- _TEXTE CHOISI_:
↓

Le mois d’avril commence le… 31 mars : après la manifestation de ce jour, la première réunion de "Nuit debout" se tient sur la place de la République à Paris – après la diffusion de notre revue et du tract durant plus de 4 heures à la manifestation (sous une pluie intense), notre militant ne peut y assister. Sans doute est-ce là une faiblesse de notre part dans la mesure où une intervention, avant que "Nuit debout" ne soit définitivement établie et définie sur des bases politiques "démocratiques et citoyennes", sur une organisation de type "indignés espagnols" et sur une orientation de soutien aux syndicats, aurait pu – peut-être – dégager une minorité en son sein qui soit en rupture avec ces orientations. Le tract du 21 mai que nous republions ci-après, Vers la grève étendue et généralisée à tous les secteurs de la production ? C’est maintenant !, fournit d’autres éléments de critique du mouvement de "Nuit debout". Durant cette période, il est au premier plan et les médias nous présentent les syndicats comme étant dépassés. Les manifestations de rue restent massives et surtout déterminées malgré une répression croissante sous le prétexte des "casseurs black-blocs". Les gréves sont peu suivies lors des journées d’action. Dans le même temps, des "Nuit debout" sont mis en place dans d’autres villes du pays – pour la plupart avec peu de succès. Parfois – à notre connaissance –, y compris sous le label "Nuit debout", se sont constitués des embryons de coordinations ou "AG interpro" comme cela semble s’être développé dans la région industrielle et portuaire de Normandie (Le Havre et Rouen). Il n’en reste pas moins qu’aucune dynamique de lutte ouvrière affectant les lieux de production n’apparaît durant ce mois d’avril même si la participation aux manifestations reste conséquente [2]. Cela contraint les syndicats à planifier de nouvelles journées d’action.

Pour notre part, outre l’assistance à quelques assemblées de "Nuit debout" et à quelques actions de "blocage de l’économie" menées principalement par des assemblées étudiantes souvent en lien avec les syndicats SUD, nous cherchons un point de rupture avec la dynamique en cours qui pourrait présenter une orientation déterminée de lutte de classe telle qu’elle avait pu être exprimée dans les AG interpro de 2010 par exemple. C’est ainsi que nous retrouvons des militants ouvriers et politiques qui avaient animé cette AG, puis celle de la Gare de l’Est autour d’un noyau de cheminots. Parmi les travailleurs que nous rencontrons alors se trouvent aussi des militants politiques de Matière et Révolution (http://www.matierevolution.fr/), de Robin Goodfellow (https://defensedumarxisme.wordpress.com/) et du GARAP (www.http://garap.org). Nous sommes tous à la recherche d’un "point de rupture de classe" dans la mobilisation qui puisse offrir une alternative à la tactique des journées d’action des syndicats soutenus par "Nuit debout". Hormis quelques discussions sur la situation, ces rencontres ne déboucheront sur aucune formation de comité de lutte pouvant offrir une perspective de lutte et représenter cette première "rupture de classe". À notre connaissance, seul parmi les groupes révolutionnaires [3], le groupe Robin Goodfellow publie une prise de position, Point sur le mouvement social de mars-avril 2016 (17 avril 2016), qui, entre autres choses, dénoncent "Nuit debout" et met en avant la nécessité « d’un parti révolutionnaire, communiste, capable d’unifier les actions des prolétaires des différents pays et de développer une stratégie et une tactique cohérentes au plan international » en avançant ce que serait un programme de mesures révolutionnaires concrètes. Cette prise de position a le mérite de répondre aux questionnements sur le capitalisme et la nécessité "d’une autre société" en opposant l’alternative révolutionnaire communiste à celle mise en avant à ce moment-là par "Nuit debout" et les gauchistes avec le soutien des médias.

↑

- _CONSIGNE 1_: Filtrez la liste en recopiant chaque ligne qui contient la chaîne « blue », en tenant compte de la casse.
Le texte et la liste ne proviennent pas de la même source.

- _LIGNES_:
↓

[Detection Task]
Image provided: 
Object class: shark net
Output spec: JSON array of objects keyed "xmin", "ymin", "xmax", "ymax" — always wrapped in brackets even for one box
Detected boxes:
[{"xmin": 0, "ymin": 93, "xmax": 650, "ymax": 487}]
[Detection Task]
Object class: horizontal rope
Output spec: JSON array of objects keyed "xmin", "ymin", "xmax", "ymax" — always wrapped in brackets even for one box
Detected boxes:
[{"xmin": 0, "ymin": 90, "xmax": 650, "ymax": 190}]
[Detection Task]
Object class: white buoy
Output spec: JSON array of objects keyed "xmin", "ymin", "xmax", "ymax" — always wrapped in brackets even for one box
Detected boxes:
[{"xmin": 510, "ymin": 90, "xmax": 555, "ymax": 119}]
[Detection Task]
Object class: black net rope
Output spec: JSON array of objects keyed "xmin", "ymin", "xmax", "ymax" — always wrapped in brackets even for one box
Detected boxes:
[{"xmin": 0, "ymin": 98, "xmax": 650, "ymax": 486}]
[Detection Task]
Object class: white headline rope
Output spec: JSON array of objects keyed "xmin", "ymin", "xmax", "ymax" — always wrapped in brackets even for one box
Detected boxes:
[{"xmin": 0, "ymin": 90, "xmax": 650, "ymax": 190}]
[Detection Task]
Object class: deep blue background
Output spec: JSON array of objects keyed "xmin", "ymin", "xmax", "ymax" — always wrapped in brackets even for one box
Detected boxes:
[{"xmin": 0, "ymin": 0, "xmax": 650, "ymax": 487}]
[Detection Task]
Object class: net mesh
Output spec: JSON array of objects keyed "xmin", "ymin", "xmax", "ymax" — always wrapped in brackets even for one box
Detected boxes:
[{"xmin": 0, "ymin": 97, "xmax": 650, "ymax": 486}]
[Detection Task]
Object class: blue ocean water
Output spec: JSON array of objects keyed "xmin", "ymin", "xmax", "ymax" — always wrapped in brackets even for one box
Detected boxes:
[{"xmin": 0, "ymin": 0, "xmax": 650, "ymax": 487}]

↑

- _CONSIGNE 2_:
Répondez à ces questions sur le texte consacré à « Nuit debout ».
(a) Sur quelle place parisienne se tient la première réunion de « Nuit debout » ?
(b) Dans quelle région semblent s'être développées des « AG interpro » ?
(c) À quelle date le groupe Robin Goodfellow publie-t-il sa prise de position ?

- _RÉPONSE 1_:
Object class: deep blue background
Object class: blue ocean water

- _RÉPONSE 2_:
(a) Sur la place de la République.
(b) Dans la région industrielle et portuaire de Normandie (Le Havre et Rouen).
(c) Le 17 avril 2016.